● **What you should do**
The range runs from the line containing "Could you point to the pale weathered" to the last line of the entries. Restate those lines word for word, without the pictures.

(Point localization data)
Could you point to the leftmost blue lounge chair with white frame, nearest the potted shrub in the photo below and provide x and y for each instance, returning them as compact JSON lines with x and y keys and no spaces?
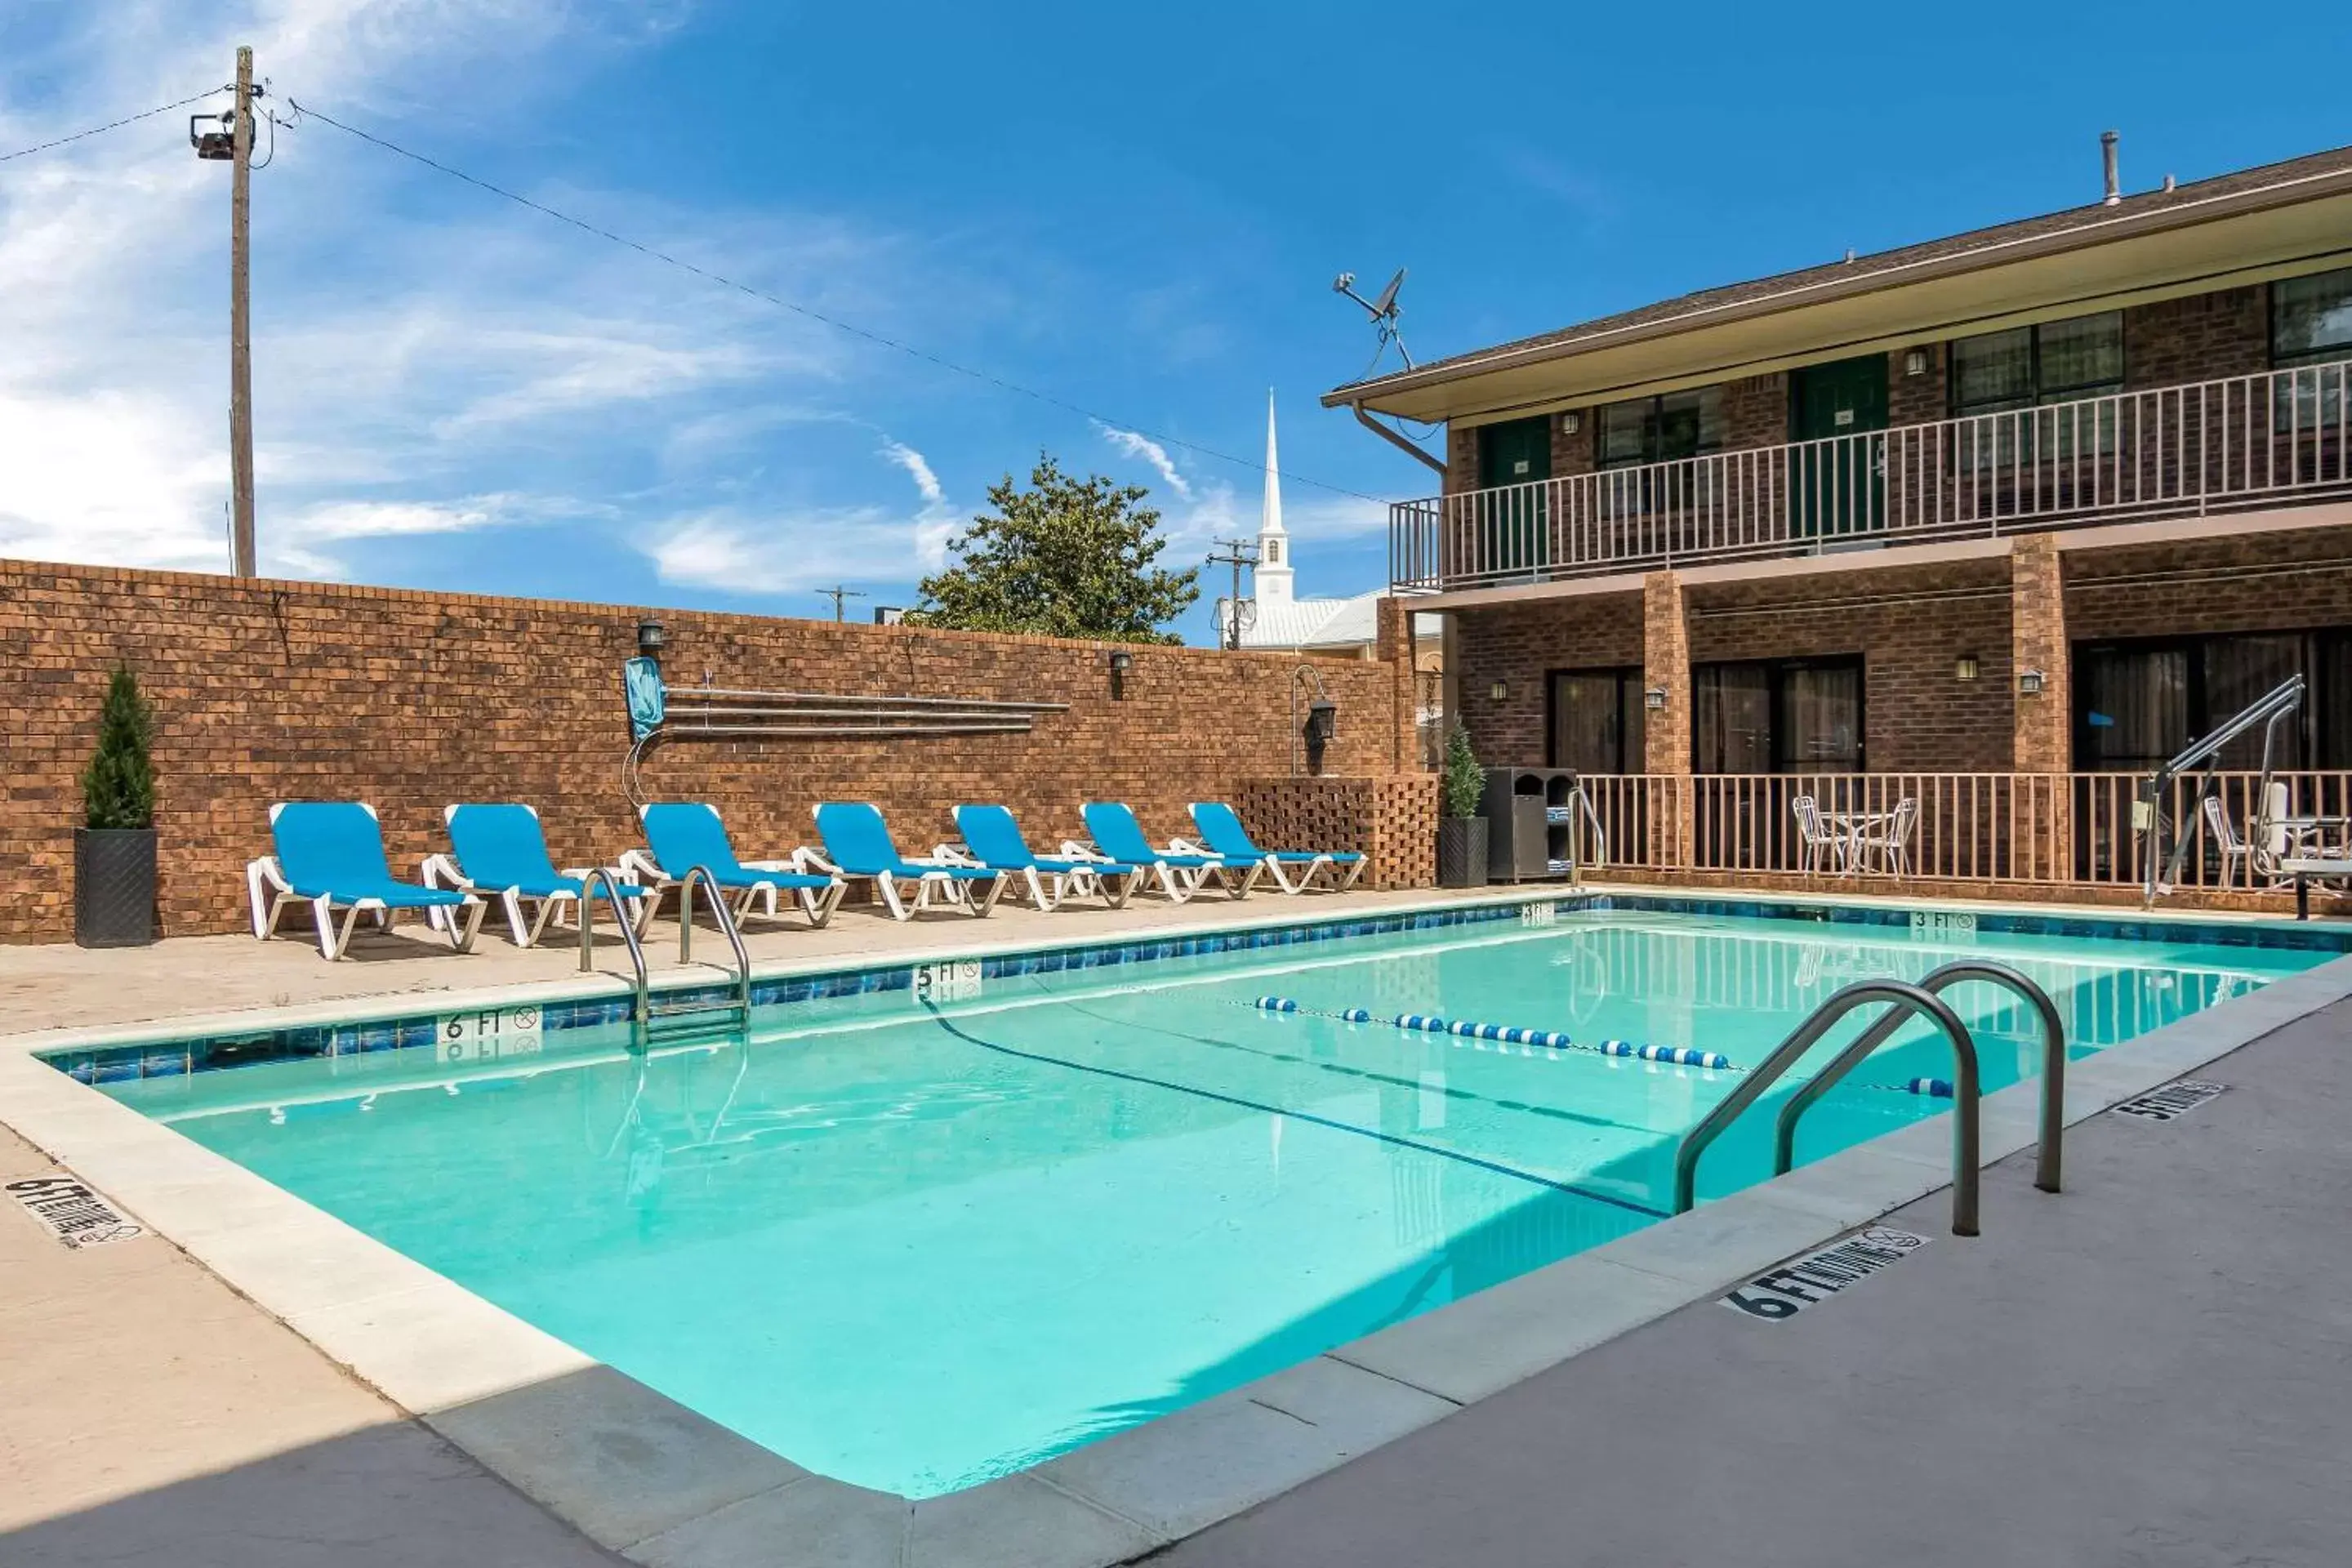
{"x":330,"y":855}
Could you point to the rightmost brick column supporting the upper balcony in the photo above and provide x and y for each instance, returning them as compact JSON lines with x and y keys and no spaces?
{"x":2043,"y":732}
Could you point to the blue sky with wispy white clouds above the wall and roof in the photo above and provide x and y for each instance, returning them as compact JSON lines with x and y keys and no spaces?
{"x":1137,"y":210}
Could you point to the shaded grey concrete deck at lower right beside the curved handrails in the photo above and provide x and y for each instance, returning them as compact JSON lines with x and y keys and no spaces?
{"x":2146,"y":1372}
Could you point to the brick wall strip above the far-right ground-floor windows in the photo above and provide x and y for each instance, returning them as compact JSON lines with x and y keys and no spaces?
{"x":2285,"y":584}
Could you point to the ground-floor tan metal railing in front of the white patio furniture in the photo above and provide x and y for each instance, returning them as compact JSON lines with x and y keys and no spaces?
{"x":1996,"y":829}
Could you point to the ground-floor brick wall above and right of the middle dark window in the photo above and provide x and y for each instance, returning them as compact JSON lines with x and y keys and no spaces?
{"x":1911,"y":626}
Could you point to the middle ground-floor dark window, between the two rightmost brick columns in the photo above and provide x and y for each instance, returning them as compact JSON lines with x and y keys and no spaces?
{"x":1779,"y":716}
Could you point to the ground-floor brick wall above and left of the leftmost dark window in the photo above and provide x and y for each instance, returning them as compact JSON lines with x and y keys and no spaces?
{"x":1518,"y":645}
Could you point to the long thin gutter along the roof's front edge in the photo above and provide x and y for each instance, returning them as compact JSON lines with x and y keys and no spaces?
{"x":2097,"y":232}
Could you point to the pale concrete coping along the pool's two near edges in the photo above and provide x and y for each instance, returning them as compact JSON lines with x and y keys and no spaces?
{"x":1100,"y":1506}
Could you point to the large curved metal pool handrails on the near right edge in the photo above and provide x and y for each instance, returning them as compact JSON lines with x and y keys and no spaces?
{"x":1904,"y":1003}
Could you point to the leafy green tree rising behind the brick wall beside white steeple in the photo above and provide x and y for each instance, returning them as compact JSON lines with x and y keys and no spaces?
{"x":1067,"y":558}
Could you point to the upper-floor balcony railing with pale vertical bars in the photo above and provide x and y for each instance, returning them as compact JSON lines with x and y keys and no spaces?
{"x":2167,"y":453}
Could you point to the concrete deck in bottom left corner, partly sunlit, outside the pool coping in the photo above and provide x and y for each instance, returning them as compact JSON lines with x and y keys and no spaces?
{"x":154,"y":1416}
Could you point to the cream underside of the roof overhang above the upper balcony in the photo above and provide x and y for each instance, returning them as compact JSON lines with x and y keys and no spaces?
{"x":2134,"y":257}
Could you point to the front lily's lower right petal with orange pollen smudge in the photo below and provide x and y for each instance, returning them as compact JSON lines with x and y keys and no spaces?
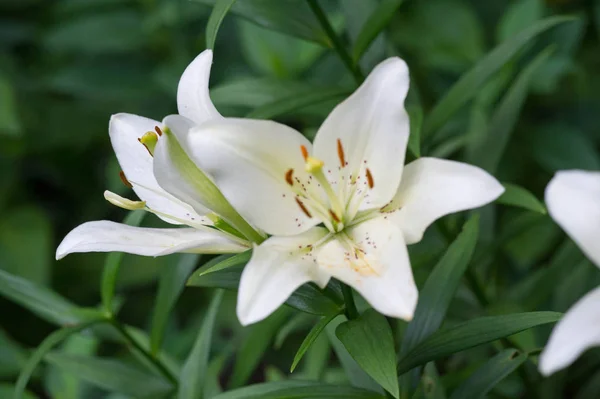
{"x":380,"y":270}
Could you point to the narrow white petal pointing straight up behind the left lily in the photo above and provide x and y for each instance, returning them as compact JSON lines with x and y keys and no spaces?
{"x":193,"y":100}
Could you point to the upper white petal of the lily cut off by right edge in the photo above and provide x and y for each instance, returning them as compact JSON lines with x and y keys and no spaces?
{"x":573,"y":199}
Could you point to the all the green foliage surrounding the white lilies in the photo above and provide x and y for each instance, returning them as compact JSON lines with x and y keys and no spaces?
{"x":66,"y":66}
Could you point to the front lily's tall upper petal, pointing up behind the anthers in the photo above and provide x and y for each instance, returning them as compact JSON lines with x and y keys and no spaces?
{"x":373,"y":128}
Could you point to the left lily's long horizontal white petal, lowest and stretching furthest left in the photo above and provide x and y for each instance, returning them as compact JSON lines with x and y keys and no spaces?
{"x":106,"y":236}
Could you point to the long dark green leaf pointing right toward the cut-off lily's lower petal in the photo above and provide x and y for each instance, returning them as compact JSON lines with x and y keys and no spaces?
{"x":472,"y":333}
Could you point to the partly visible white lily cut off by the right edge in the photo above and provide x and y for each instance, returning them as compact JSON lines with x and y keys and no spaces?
{"x":573,"y":199}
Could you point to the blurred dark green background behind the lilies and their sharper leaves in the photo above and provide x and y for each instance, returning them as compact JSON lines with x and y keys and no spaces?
{"x":67,"y":65}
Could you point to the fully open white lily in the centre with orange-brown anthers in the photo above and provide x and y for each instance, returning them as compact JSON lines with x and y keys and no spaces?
{"x":353,"y":181}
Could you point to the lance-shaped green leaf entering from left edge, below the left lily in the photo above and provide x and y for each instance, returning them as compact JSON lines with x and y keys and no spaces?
{"x":43,"y":302}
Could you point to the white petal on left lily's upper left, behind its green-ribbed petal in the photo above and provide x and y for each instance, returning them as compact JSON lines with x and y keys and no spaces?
{"x":136,"y":162}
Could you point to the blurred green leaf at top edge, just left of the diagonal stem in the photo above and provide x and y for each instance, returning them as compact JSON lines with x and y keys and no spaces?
{"x":292,"y":17}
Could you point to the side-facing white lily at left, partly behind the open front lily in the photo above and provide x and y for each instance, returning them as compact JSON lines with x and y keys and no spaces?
{"x":168,"y":183}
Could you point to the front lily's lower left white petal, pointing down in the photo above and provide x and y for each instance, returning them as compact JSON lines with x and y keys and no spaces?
{"x":278,"y":267}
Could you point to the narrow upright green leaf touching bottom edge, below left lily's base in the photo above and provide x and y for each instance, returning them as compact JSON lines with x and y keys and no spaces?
{"x":193,"y":374}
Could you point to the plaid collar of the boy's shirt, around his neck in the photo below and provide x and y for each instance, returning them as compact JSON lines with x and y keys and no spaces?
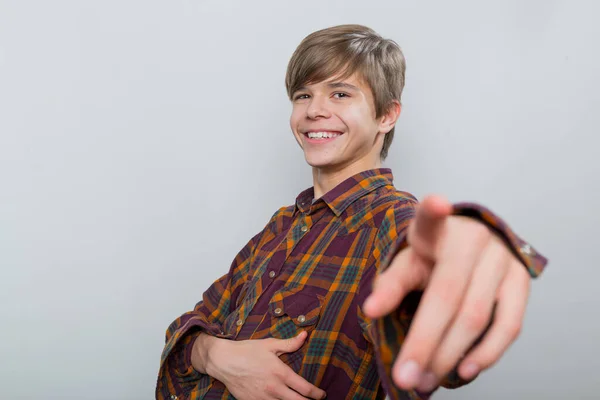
{"x":347,"y":192}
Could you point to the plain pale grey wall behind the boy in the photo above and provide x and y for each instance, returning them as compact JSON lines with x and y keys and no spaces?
{"x":142,"y":143}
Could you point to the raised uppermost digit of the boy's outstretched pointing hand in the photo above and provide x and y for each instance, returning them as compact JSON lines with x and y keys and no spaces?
{"x":427,"y":227}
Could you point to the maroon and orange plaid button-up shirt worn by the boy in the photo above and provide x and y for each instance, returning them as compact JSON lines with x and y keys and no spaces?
{"x":311,"y":268}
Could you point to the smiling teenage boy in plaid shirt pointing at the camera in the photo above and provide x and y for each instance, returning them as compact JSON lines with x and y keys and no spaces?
{"x":321,"y":300}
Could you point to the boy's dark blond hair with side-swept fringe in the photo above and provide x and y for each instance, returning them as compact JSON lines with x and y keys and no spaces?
{"x":344,"y":50}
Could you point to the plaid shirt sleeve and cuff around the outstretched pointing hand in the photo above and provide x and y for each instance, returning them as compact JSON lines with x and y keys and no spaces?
{"x":388,"y":333}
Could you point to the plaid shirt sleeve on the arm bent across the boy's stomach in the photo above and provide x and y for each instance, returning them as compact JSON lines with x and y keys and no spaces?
{"x":176,"y":373}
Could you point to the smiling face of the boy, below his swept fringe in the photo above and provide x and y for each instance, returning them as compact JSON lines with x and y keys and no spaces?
{"x":334,"y":123}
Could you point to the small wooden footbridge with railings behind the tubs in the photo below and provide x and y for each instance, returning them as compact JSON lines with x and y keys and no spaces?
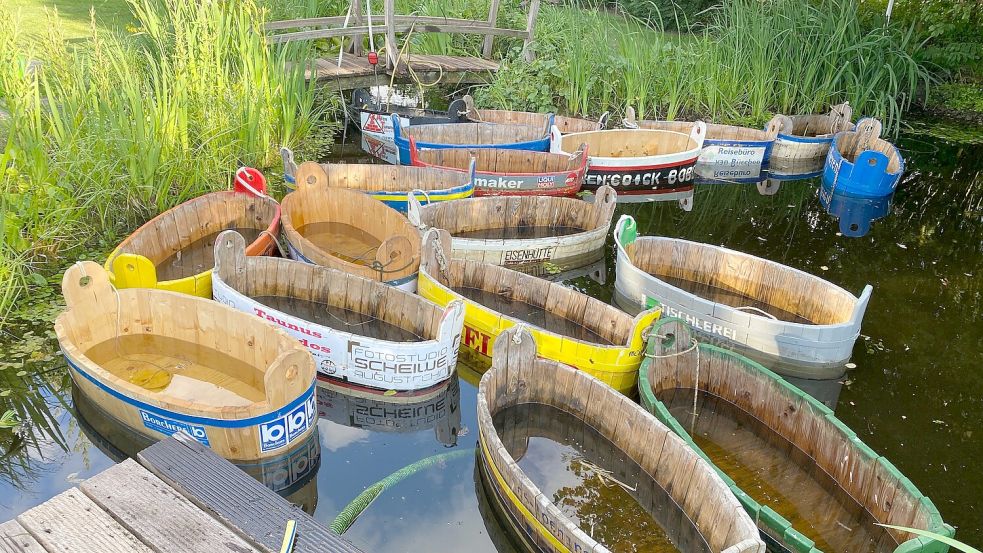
{"x":352,"y":68}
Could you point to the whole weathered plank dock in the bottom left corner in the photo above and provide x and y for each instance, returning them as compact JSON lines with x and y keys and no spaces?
{"x":181,"y":498}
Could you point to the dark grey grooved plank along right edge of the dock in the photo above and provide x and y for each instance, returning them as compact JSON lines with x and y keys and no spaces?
{"x":236,"y":499}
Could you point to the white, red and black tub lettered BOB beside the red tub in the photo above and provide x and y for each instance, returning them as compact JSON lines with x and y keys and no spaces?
{"x":639,"y":164}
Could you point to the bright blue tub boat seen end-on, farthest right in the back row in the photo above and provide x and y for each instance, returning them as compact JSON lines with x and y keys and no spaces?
{"x":860,"y":163}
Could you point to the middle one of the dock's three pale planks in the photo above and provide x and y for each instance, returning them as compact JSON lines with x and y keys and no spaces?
{"x":70,"y":522}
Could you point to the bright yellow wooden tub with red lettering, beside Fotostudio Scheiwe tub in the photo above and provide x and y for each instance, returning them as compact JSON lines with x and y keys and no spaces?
{"x":570,"y":327}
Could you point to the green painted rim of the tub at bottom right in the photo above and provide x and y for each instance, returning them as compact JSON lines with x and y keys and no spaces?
{"x":763,"y":515}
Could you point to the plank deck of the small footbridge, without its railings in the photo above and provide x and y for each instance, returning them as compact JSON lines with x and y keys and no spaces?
{"x":356,"y":72}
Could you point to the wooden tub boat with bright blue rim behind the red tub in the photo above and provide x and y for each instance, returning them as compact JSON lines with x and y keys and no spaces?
{"x":529,"y":137}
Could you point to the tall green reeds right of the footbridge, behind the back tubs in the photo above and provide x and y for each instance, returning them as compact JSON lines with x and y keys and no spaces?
{"x":753,"y":58}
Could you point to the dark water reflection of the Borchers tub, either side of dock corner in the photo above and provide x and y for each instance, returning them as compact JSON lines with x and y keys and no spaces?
{"x":292,"y":475}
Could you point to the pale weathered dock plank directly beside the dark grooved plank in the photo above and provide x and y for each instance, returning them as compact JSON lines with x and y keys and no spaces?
{"x":162,"y":518}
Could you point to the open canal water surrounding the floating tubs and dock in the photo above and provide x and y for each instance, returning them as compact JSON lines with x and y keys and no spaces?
{"x":913,"y":392}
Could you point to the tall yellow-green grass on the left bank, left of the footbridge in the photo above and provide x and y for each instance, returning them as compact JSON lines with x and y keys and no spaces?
{"x":115,"y":128}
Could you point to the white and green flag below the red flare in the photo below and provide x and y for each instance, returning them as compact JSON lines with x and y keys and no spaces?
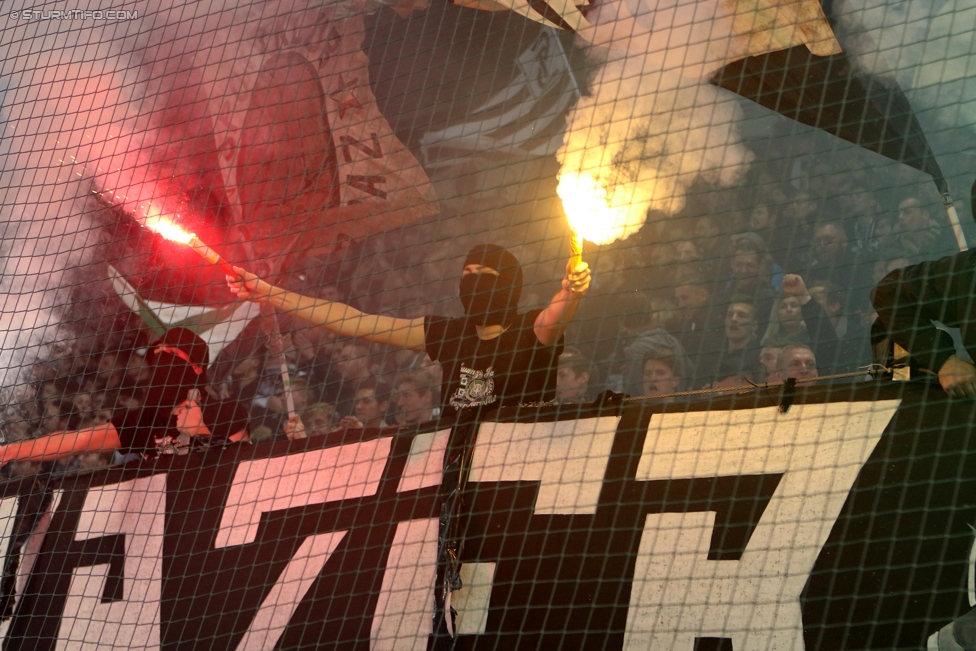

● **The answer**
Could you point to the pale weathered dock plank directly beside the dark grooved plank in the photo above and provide x and y for each instance, returning them as compact JSON lines with x and y keys and no spaces?
{"x":162,"y":518}
Could you point to the open canal water surrounding the floating tubs and dock in the photo above and provide x and y for each instance, returning them as compact JSON lines with x and y keys and no spaces?
{"x":913,"y":392}
Could you point to the tall yellow-green grass on the left bank, left of the footbridge in the photo above and provide x and y for each instance, returning them as compact JSON lines with x and y keys and no spaces?
{"x":115,"y":128}
Could you point to the white and green flag below the red flare in the photo below and provide x and y for each instance, returning them as compact JSON lines with x and y keys and no spaces?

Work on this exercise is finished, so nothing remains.